提供された抜粋 ->
#####

病院評価事業においては、評価者の資質が重要である。各国の病院評価事業では、評価調査者への教育を様々な方法で行っている。各国の評価調査者の養成とサーベイ派遣を、比較検討した。雇用形態についてみるとJCAHOでは常勤のサーベイヤーを擁しているが、カナダでは非常勤である。また、ACHSやKFOA、HAPではボランティアによるサーベイヤーがほとんどである。非常勤のサーベイヤーの場合には評価者の標準化という点では困難な面があるが、日頃医療現場で活動している人であり、現場の感覚を持ち、また他の病院の評価を行うことで、自分の病院の改善にも役立ていることができるという副次的な効果もある。日本医療機能評価機構(JCQHC: Japan Council for Quality Health Care)の評価では、非常勤のサーベイヤーが380名おり(1998年3月現在)、人数的には諸外国と比較しても最も多い。しかし、一般にはサーベイヤーの資質を確保するために、年間に最低数回のサーベイに参加することとされているが、日本の場合には現在のところ年間の平均参加回数が少なく、一度も参加していないサーベイヤーも存在する。サーベイヤーは医師、看護、管理の専門家による構成で、評価対象病院の規模やサービス内容によって人数が変化する。通常2~5名程度で評価を行う場合が多い。サーベイヤーの要件としては、それぞれの専門領域での管理経験を持つことが求められ、これ以外にJCAHOでは看護および事務管理者は修士以上の学歴、CCHAでは認定をされた病院の職員であることが求められる。サーベイヤーのトレーニングはどの国でも初任時に数日かけて行い、その後、継続研修を行うようになっている。初任時研修はJCAHOでは常勤職員となるため15日と長期間であるが、他の団体では2~4日で、JCQHCでは5日間である。サーベイヤーの質を維持するためには継続研修が必要であるが、JCQHCでは病院の評価活動を開始したばかりであり、継続研修は一部のサーベイヤーにしか行われていない。今後は継続研修が必要であろう。各国の病院評価事業における評価結果の情報公開のやり方は、基本的には認定状態
を示すのみである。評価結果の詳細を公表することはしない。これは、評価事業の顧客が病院であり、病院が費用負担しているという観点から、その報告は病院に帰属すると考えるためである。CCHAでは評価結果の公表は行っていない。しかし、社会的要請から、情報の開示をすすめる動きはある。JCAHOではHCFA(Health Care Financing Administration)や一般の市民からの要請があり、領域別の結果の概要を示すことを始めている。しかし、ここで問題になるのは、その結果を見る住民が評価の方法や結果の判断の仕方について十分に理解しているかである。病院評価活動に関しては、しばしばそれが医療の結果を保証するものと誤解されがちである。結果を一般住民に明らかにする姿勢を持つことにより、評価事業者が住民のために活動していることを示すことができ、医療提供者にも質改善のインセンティブを与えると考えられるが、同時に公表する結果の内容を吟味し、誤解を与えないような方法を用いることが必要となる。評価結果の信頼性については留意が必要で、JCAHOでもランダムに予告なしのチェックを行い、評価の信頼性を上げている。また、JCAHOでもCCHAでも、認定された病院が、その後、標準を満たしていない可能性が見いだされた場合には再評価を行っている。医療の質の確保や改善活動は評価時点のみでなく継続的な努力が必要であるため、このような方法は重要である。JCQHCの病院認定期間は5年であり、各国の評価事業の認定が通常3年であることを考慮すると長期間である。その間には医療環境も変化するため、質を維持するための各病院の活動を支援する方策を検討する必要があると考えられる。

#####

課題 A -> 病院評価事業の抜粋に略称で出てくる組織を、すべて書き出すこと。
課題 B -> 病院評価事業の抜粋の最後の文に続く内容を書いてください。
保存されたエントリは、病院評価事業の抜粋とは別の出典から取られている。

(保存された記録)
#####

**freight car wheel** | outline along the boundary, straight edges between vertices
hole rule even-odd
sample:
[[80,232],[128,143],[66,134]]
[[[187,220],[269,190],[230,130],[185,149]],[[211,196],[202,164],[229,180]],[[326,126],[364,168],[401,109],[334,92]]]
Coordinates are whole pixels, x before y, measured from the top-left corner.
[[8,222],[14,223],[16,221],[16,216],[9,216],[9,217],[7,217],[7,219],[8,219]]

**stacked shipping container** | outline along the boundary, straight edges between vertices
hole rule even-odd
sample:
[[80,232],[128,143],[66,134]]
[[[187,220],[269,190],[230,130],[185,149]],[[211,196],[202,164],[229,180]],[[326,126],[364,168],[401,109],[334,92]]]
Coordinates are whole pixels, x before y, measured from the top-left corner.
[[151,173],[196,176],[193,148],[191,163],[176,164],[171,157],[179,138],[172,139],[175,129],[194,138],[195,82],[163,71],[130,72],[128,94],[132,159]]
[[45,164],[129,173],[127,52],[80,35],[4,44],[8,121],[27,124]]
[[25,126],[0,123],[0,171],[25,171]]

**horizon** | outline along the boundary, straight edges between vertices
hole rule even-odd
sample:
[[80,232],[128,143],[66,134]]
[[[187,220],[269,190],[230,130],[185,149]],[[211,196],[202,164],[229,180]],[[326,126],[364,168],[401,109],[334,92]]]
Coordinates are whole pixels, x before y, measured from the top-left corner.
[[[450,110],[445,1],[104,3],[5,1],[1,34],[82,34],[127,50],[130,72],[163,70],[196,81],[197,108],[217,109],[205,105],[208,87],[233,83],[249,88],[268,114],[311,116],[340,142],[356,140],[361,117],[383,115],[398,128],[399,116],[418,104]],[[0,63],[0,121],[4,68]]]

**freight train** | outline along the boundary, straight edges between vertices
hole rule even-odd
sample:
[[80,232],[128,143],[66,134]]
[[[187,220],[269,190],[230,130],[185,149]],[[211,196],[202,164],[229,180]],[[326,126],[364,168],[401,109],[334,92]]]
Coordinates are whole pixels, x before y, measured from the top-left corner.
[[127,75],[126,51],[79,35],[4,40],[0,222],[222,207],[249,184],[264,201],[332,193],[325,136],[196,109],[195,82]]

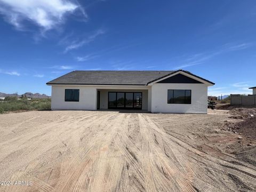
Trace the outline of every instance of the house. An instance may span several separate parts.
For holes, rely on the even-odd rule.
[[[52,110],[207,113],[208,86],[189,71],[74,71],[46,83]]]
[[[217,101],[218,97],[215,96],[208,96],[208,100],[210,101]]]
[[[256,87],[250,87],[249,89],[252,89],[252,94],[256,95]]]

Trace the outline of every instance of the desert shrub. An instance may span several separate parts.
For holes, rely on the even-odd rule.
[[[4,98],[4,100],[6,101],[15,101],[17,100],[17,97],[7,96],[5,98]]]
[[[26,99],[20,100],[10,99],[0,102],[0,108],[5,111],[19,110],[43,110],[51,108],[50,99],[36,99],[28,100]]]

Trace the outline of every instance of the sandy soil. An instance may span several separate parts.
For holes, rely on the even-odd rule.
[[[241,135],[226,124],[242,120],[230,115],[225,110],[0,115],[0,181],[32,181],[0,186],[0,191],[255,191],[256,165],[241,153],[255,159],[255,141],[238,142]]]

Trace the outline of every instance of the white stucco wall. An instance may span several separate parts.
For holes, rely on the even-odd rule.
[[[79,102],[65,102],[65,89],[79,89]],[[191,104],[168,104],[167,90],[191,90]],[[204,84],[156,83],[151,86],[52,85],[52,109],[97,110],[97,90],[100,109],[107,109],[108,91],[142,92],[142,110],[151,112],[207,113],[207,86]]]
[[[79,102],[65,101],[65,89],[79,90]],[[96,110],[97,89],[81,86],[52,86],[52,109]]]
[[[156,83],[152,85],[151,112],[207,113],[207,86],[204,84]],[[168,90],[191,90],[191,104],[168,104]]]

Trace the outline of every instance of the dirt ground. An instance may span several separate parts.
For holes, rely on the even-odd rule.
[[[255,191],[255,141],[230,131],[243,121],[230,115],[0,115],[0,181],[13,182],[0,191]]]

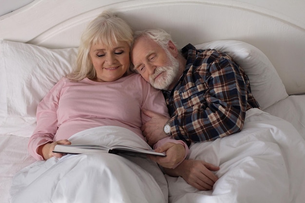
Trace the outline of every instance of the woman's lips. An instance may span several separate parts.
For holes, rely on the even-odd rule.
[[[111,71],[111,70],[115,70],[115,69],[118,68],[118,67],[119,67],[118,66],[116,66],[115,67],[104,68],[104,69],[106,69],[107,70],[108,70],[108,71]]]

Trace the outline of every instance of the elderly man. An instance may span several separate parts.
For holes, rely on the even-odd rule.
[[[171,116],[144,110],[152,118],[142,129],[150,145],[167,136],[190,144],[239,132],[246,111],[259,107],[248,76],[223,53],[196,50],[190,44],[180,52],[169,34],[152,29],[135,32],[131,58],[134,71],[163,90]],[[218,169],[203,161],[186,160],[166,171],[208,190],[217,179],[210,170]]]

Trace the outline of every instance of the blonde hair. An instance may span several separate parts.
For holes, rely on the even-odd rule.
[[[129,25],[112,12],[104,11],[87,26],[82,34],[76,59],[76,71],[67,76],[70,79],[79,81],[85,77],[94,79],[96,73],[89,52],[92,46],[102,43],[112,46],[119,41],[126,42],[131,46],[133,32]]]

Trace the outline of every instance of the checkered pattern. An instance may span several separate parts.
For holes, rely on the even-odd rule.
[[[228,55],[184,47],[183,76],[172,91],[163,91],[173,137],[188,143],[215,140],[241,130],[247,110],[258,108],[249,79]]]

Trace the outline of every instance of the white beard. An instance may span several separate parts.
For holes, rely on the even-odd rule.
[[[179,71],[179,61],[168,50],[166,50],[165,52],[169,59],[168,65],[156,68],[153,74],[149,77],[150,83],[152,87],[159,90],[168,90],[177,77]],[[161,73],[162,75],[156,79],[156,77]]]

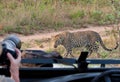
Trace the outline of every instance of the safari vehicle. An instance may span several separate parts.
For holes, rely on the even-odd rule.
[[[39,53],[39,50],[27,51]],[[21,63],[52,64],[53,66],[21,67],[20,80],[21,82],[120,82],[120,68],[107,66],[119,65],[119,59],[88,59],[87,55],[88,52],[81,52],[78,59],[22,59]],[[10,76],[7,68],[0,68],[0,74]]]

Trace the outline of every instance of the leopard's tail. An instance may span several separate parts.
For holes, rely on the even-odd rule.
[[[104,45],[104,43],[103,43],[102,40],[100,40],[100,44],[101,44],[101,46],[103,47],[103,49],[105,49],[105,50],[107,50],[107,51],[113,51],[113,50],[115,50],[115,49],[117,49],[117,48],[119,47],[119,43],[118,43],[118,42],[116,42],[116,46],[115,46],[114,48],[112,48],[112,49],[107,48],[107,47]]]

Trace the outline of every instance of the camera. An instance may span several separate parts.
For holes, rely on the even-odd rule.
[[[14,58],[17,58],[15,48],[21,48],[21,40],[14,34],[6,37],[0,42],[0,65],[9,65],[10,61],[7,57],[9,52]]]

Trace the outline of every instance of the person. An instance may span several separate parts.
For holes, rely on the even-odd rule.
[[[17,58],[15,59],[10,53],[7,53],[7,57],[10,60],[10,74],[11,77],[0,76],[0,82],[20,82],[19,78],[19,66],[21,62],[21,52],[19,49],[15,48],[17,53]]]

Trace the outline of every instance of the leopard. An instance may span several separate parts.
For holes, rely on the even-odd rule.
[[[104,50],[112,51],[118,48],[119,44],[116,41],[116,46],[114,48],[107,48],[103,43],[103,40],[100,34],[96,31],[87,30],[87,31],[77,31],[77,32],[70,32],[64,31],[62,33],[56,34],[54,37],[54,48],[57,48],[59,45],[64,46],[66,49],[66,53],[64,57],[71,56],[74,57],[72,54],[73,48],[85,48],[89,55],[93,52],[99,54],[98,49],[100,45]],[[99,54],[100,55],[100,54]],[[98,56],[100,57],[100,56]]]

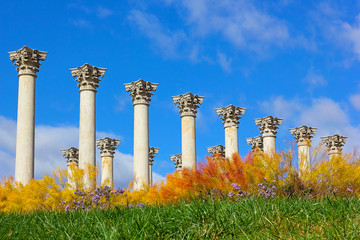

#####

解答 A -> JCAHO、ACHS、KFOA、HAP、JCQHC、CCHA、HCFA

解答 B ->
結論
諸外国において病院の評価・認定活動が行われ、多くは非政府の非営利団体による評価が行われている。これらは評価基準を設け、評価者として医療の専門職にトレーニングを行い、複数の評価者が、審査を希望する病院を評価する形をとっている。我が国でも同様の形態で活動が行われているが、評価者の質を確保するための活動は今後さらに充実する必要があると思われる。評価結果は一般には認定状態しか公表されていないが、近年では社会の要請により評価結果の内容を公表する動きもある。しかしこの際には一般住民が理解できるような公表の内容・方法の検討が必要である。